Rewrite the part of the material that opens with the line containing "Could you please locate the green leaf" and closes with the line containing "Could you please locate the green shrub" as a Markdown table with the columns Row and Material line, giving each non-blank line its own numbered row. Leave the pictures out of the table.

» Data entries
— Start —

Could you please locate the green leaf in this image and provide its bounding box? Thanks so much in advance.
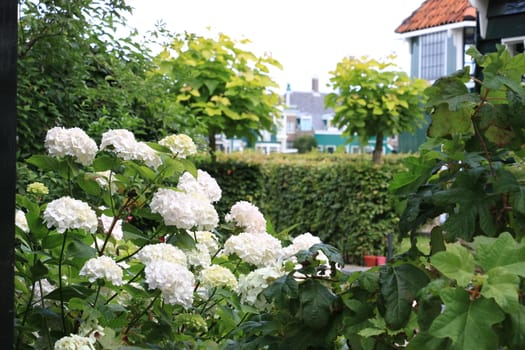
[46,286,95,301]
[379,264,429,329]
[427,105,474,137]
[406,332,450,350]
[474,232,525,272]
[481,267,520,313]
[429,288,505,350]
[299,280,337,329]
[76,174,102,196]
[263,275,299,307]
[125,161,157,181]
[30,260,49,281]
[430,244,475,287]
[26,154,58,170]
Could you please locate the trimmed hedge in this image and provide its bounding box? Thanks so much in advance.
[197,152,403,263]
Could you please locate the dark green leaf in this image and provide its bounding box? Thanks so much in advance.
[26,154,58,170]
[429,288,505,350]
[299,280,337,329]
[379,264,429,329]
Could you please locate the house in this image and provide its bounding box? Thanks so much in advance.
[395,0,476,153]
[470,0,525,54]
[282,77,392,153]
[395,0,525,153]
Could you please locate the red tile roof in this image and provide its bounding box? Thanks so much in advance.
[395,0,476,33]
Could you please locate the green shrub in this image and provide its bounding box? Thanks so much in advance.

— End —
— Start —

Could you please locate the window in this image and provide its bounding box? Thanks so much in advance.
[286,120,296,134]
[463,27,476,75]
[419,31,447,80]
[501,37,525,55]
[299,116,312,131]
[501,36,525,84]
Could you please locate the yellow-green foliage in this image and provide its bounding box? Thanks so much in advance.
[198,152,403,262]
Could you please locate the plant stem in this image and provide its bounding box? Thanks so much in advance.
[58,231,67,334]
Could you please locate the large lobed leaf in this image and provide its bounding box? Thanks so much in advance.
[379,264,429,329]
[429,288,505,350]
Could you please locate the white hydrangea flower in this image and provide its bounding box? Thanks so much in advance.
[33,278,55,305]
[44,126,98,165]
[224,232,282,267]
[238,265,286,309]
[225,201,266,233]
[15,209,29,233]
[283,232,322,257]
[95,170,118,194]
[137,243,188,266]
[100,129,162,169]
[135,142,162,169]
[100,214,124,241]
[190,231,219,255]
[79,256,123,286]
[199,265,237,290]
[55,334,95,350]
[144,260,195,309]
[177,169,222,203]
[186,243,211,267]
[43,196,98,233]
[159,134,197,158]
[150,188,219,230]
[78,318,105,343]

— End —

» Response to this exercise
| Row | Material line |
|---|---|
| 1 | Could you please locate the green leaf in this image and provide its bounding box? Thanks so much in advance. |
| 2 | [46,286,95,301] |
| 3 | [379,264,429,329] |
| 4 | [427,105,474,137] |
| 5 | [406,332,450,350] |
| 6 | [474,232,525,272] |
| 7 | [481,267,520,313] |
| 8 | [429,288,505,350] |
| 9 | [299,280,337,329] |
| 10 | [76,174,102,196] |
| 11 | [263,275,299,307] |
| 12 | [125,161,157,181] |
| 13 | [30,260,49,281] |
| 14 | [430,244,475,287] |
| 15 | [26,154,58,170] |
| 16 | Could you please locate the trimmed hedge in this image and provide its bounding box? Thanks so much in advance. |
| 17 | [197,152,403,263] |
| 18 | Could you please locate the dark green leaf in this image and provide its bounding box? Thanks so much in advance. |
| 19 | [26,154,58,170] |
| 20 | [429,288,505,350] |
| 21 | [299,280,337,329] |
| 22 | [379,264,429,329] |
| 23 | Could you please locate the house in this image and provide its bounding box? Thanks so much in advance. |
| 24 | [395,0,476,153] |
| 25 | [470,0,525,54] |
| 26 | [282,77,392,153] |
| 27 | [395,0,525,153] |
| 28 | Could you please locate the red tile roof in this image and provide its bounding box? Thanks so much in advance. |
| 29 | [395,0,476,33] |
| 30 | Could you please locate the green shrub in this image and provide its bounding box? Thanks so much in advance. |